Dataset entries
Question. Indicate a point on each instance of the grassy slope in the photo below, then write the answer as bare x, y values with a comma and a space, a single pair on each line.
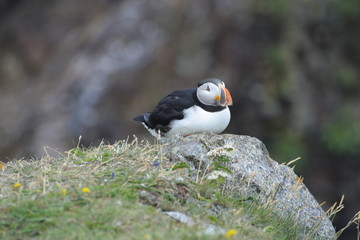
129, 191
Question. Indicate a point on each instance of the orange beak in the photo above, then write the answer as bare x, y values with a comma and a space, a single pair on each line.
225, 99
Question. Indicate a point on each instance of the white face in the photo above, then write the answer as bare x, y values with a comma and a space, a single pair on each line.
209, 94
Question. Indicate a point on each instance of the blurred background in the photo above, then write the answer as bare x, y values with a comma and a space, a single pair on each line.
87, 67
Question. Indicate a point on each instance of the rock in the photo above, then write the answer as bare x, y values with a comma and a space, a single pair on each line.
245, 162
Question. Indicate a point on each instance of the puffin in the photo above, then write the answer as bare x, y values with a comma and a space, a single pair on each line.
189, 111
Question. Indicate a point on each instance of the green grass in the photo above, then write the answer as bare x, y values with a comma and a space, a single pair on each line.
131, 186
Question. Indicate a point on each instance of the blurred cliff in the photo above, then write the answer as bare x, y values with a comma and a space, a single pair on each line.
71, 68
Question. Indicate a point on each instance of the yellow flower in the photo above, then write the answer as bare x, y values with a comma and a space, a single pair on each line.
64, 192
231, 233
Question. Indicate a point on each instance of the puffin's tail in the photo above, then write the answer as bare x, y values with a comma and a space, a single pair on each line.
144, 118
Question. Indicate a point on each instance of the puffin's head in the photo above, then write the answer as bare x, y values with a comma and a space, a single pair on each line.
212, 91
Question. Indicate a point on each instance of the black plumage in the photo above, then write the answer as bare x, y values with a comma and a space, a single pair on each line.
171, 108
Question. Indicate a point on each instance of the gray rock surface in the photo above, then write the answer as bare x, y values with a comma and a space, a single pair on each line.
249, 170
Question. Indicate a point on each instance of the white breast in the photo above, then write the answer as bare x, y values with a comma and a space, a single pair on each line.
198, 120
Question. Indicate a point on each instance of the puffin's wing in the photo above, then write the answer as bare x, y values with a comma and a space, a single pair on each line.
169, 108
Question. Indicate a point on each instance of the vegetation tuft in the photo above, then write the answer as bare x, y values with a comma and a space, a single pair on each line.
122, 191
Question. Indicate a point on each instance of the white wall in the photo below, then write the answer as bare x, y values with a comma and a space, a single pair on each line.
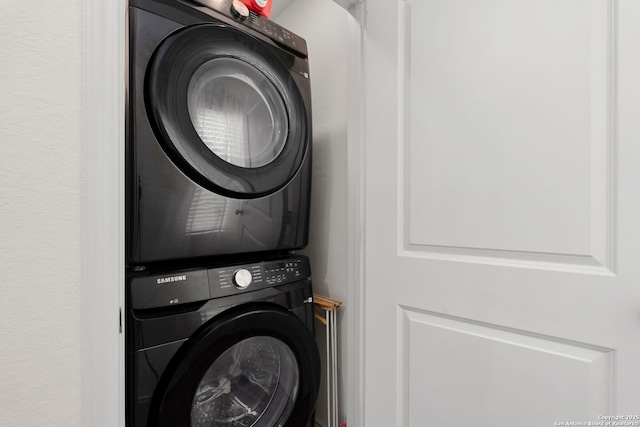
324, 25
41, 212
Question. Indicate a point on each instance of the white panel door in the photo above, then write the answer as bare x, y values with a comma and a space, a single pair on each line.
502, 176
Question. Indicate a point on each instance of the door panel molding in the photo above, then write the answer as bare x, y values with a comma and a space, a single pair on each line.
581, 215
501, 361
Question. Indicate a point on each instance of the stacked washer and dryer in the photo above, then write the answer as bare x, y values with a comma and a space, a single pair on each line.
219, 325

- WHAT THE TASK REQUIRES
Pictures stay out of the copy; please restate every record above exactly.

- RESULT OF THE TASK
Question. Indicate a point on each instance of the grassy slope in the photo below, then write the answer as bare x, y values with a comma and a space, a single pair on each line.
129, 191
Question. Indicate a point on each instance of the orange beak in the photo above, then write the answer as bare x, y values with a comma and a space, a single pair on each line.
225, 99
Question. Indicate a point on each instance of the white face in the photo above, then write the answer as bare x, y values with a comma and a space, a single pair on each line.
209, 94
Question. Indicate a point on each instance of the blurred background in the photo above, then write the answer as bare x, y values with a comma and a space, a single pair on each line.
87, 67
Question. Indicate a point on each instance of the rock in the photo above, then write the answer as bare x, y values with a comma and a space, a single pair on each line.
245, 162
Question. Indicate a point on each instance of the puffin in the photo above, then write the answer as bare x, y values with a comma and a space, a single pair on each line.
189, 111
Question. Indicate a point on each instance of the green grass in the photo above, then write the answer as bare x, y values with a comma and a space, a single pair on each line.
131, 186
Question. Indicate a point on each instance of the blurred cliff in the photo above, then write the answer as bare x, y values with a comma and a space, a single pair on each line.
71, 68
Question. Indicate a point on each instance of the yellow flower in the photo above, then write the answer as bare x, y values with a comma and a space, a single pair on each line.
64, 192
231, 233
Question. Indicate a point on each instance of the puffin's tail in the photo above, then write the answer as bare x, y values with a comma and a space, a single pair on each line.
144, 118
Question. Indicate a point on each instance of the puffin's head in the photo above, then write the answer as bare x, y values with a comma and a space, a single pair on each line.
212, 91
Question. Indicate a point on each instance of the black plumage in the photo above, then write the answer as bare x, y values with a comma and a space, a single pair on each line.
171, 108
Question. Indicate a point on each instance of the gray rock surface in the photo above, then write the answer as bare x, y values with a comma and a space, a single pair on each line.
249, 170
Question. Indicate a point on each instance of the white breast in the photo above, then write the answer as bare x, y values with a comma and a space, a single pair on each line.
198, 120
Question. Indicate a point on each instance of the puffin's wing in the photo above, then write the answer as bare x, y values with a comma and a space, a single pair on each line.
169, 108
Question. Indicate a point on each instance of the vegetation tuft in the photo above, then write the answer as bare x, y values with a comma and a space, a single pair on each line.
122, 191
Question. Indicate a point on each instance of the white wall in the photo below, then write the answer as bare x, y values with a comma and a space, a single pair on each line.
324, 25
41, 212
Question. Indicate a point on each instance of the white panel door in the photo above, then write the answer as bare x, y values with a comma and a space, a single pair on each line.
502, 176
Question. Indicate a point on each instance of the door panel molding in the photo above, then write the answer as bare x, y values with a comma and a space, a single pair on each line.
581, 215
501, 361
Question. Indicate a point on each instance of the stacked washer and dryer in the photo above, then write the answer as bare x, y values with a comma and a space, a single pair on each line.
219, 325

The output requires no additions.